| Directions |
Rewrite the data from its very first line through the line that contains "left=271, top=199, right=308, bottom=242", inclusive, keeping every line, and add -116 to each bounding box coordinate in the answers.

| Listed records |

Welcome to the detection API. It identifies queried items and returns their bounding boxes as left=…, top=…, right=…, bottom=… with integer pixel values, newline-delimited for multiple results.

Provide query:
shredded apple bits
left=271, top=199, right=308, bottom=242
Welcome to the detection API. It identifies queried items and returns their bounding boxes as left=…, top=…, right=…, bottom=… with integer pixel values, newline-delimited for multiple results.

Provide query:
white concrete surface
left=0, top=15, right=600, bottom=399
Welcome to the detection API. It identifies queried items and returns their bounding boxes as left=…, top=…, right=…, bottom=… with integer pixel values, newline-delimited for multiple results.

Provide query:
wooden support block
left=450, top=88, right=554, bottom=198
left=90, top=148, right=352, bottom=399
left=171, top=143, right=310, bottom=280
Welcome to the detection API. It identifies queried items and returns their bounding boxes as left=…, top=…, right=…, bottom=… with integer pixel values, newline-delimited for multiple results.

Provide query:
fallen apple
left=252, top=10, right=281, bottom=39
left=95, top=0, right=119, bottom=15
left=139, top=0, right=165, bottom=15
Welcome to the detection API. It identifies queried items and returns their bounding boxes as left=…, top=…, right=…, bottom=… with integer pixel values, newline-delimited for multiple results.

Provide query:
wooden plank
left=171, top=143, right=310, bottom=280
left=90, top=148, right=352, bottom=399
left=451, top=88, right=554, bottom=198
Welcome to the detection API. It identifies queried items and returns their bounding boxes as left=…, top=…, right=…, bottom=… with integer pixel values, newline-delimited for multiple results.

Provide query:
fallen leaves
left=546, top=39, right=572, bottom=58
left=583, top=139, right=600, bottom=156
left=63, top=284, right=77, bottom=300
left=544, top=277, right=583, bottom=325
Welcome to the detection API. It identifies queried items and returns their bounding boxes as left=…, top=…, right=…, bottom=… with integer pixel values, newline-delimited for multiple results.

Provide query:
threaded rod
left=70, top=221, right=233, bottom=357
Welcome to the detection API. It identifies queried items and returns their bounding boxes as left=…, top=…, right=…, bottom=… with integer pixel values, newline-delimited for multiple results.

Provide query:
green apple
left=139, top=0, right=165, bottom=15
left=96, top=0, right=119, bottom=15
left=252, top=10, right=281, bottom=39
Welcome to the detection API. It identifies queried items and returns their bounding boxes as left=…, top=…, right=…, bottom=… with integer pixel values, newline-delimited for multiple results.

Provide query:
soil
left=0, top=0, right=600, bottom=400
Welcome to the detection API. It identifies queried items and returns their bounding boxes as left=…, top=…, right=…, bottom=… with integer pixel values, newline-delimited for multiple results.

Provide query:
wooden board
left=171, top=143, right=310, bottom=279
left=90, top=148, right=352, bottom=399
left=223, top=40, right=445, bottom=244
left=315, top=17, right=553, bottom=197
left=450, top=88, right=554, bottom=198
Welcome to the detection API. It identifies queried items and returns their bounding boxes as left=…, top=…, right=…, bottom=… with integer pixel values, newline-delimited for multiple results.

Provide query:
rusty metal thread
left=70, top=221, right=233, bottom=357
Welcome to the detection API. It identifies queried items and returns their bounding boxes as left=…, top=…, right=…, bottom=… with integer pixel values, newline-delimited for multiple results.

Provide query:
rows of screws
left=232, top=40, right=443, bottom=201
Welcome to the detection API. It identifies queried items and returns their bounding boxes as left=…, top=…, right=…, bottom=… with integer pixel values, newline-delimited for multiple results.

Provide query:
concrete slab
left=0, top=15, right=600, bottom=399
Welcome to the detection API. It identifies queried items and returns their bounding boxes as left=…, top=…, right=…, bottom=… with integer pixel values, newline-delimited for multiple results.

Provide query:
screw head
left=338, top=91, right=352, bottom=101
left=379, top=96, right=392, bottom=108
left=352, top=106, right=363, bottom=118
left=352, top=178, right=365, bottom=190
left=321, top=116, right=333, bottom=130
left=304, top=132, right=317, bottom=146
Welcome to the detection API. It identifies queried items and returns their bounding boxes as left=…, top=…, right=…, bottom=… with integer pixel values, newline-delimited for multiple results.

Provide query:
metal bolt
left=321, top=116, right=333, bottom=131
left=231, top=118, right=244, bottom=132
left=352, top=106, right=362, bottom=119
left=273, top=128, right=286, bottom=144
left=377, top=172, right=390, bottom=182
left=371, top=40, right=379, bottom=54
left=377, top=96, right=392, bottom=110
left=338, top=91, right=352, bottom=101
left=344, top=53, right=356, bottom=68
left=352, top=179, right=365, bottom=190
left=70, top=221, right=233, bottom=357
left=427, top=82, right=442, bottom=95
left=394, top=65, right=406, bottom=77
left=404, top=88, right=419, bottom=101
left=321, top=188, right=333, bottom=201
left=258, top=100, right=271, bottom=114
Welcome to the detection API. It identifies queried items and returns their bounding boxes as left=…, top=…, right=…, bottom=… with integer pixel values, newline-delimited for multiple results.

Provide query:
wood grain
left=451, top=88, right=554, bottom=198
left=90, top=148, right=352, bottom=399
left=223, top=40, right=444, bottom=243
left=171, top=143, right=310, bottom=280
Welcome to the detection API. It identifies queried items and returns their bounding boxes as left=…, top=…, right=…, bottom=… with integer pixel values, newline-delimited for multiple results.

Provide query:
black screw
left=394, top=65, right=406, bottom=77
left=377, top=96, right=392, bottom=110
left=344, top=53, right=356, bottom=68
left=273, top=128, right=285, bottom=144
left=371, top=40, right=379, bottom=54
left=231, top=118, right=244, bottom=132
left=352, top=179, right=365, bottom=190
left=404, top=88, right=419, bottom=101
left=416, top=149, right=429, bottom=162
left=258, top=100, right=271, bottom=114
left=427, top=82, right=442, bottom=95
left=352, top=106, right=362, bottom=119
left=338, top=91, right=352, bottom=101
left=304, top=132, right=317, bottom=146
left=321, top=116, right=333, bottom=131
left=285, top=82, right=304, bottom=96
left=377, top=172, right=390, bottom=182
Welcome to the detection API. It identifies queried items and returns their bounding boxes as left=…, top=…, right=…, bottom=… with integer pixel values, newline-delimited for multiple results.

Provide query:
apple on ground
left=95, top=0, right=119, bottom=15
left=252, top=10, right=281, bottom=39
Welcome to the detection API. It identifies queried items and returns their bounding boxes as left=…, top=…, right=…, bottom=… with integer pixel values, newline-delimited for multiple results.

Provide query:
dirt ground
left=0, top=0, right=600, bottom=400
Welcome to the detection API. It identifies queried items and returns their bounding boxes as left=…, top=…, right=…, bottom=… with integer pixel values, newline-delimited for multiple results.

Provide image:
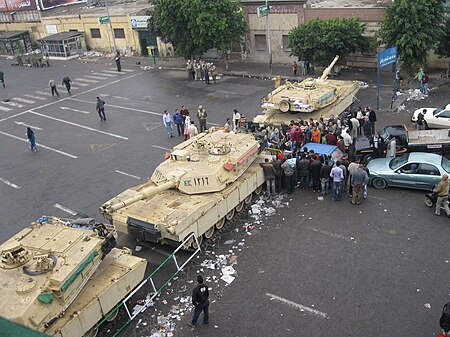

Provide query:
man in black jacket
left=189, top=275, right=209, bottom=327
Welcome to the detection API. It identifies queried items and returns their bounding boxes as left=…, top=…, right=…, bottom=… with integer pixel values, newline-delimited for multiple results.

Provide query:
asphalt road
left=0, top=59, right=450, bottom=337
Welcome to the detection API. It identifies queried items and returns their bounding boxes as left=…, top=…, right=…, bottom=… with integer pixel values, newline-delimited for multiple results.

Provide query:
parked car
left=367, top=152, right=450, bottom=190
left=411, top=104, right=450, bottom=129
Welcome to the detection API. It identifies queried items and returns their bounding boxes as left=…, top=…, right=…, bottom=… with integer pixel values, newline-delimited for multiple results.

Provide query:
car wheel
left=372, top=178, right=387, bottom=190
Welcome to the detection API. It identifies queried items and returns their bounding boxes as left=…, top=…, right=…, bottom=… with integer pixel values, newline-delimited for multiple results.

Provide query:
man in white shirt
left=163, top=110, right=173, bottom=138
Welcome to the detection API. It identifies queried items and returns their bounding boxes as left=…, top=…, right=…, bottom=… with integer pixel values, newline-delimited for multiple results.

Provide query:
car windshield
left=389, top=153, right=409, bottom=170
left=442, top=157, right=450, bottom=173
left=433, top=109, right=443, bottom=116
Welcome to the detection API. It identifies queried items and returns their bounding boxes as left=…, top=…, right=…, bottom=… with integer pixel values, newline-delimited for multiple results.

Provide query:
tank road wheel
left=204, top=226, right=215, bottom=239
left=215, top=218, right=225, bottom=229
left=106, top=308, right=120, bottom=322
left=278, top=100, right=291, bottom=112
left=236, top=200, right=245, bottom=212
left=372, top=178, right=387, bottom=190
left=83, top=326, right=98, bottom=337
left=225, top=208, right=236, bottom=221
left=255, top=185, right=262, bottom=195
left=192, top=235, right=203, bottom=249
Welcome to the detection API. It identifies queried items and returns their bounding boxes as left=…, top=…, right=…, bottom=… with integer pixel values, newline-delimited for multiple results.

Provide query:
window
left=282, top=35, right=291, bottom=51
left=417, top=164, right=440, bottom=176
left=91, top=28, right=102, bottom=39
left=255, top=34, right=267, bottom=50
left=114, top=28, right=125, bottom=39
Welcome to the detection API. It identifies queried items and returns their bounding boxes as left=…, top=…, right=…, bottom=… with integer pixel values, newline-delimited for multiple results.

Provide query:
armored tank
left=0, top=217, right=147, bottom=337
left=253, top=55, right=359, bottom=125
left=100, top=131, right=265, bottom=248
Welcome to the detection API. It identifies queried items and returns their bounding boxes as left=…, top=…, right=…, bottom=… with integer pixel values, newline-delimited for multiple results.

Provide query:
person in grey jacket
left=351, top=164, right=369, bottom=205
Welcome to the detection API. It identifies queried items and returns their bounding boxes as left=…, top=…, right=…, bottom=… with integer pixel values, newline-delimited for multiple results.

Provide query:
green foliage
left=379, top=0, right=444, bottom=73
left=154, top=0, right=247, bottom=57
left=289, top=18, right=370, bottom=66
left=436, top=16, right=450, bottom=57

| Response for this exercise |
Welcome to the detection API. It identifies queried items and returns their bounding boxes as left=…, top=…, right=…, bottom=… with integer pixel values, newline-delimited for multiple results.

Provide query:
shredded apple bits
left=155, top=83, right=192, bottom=126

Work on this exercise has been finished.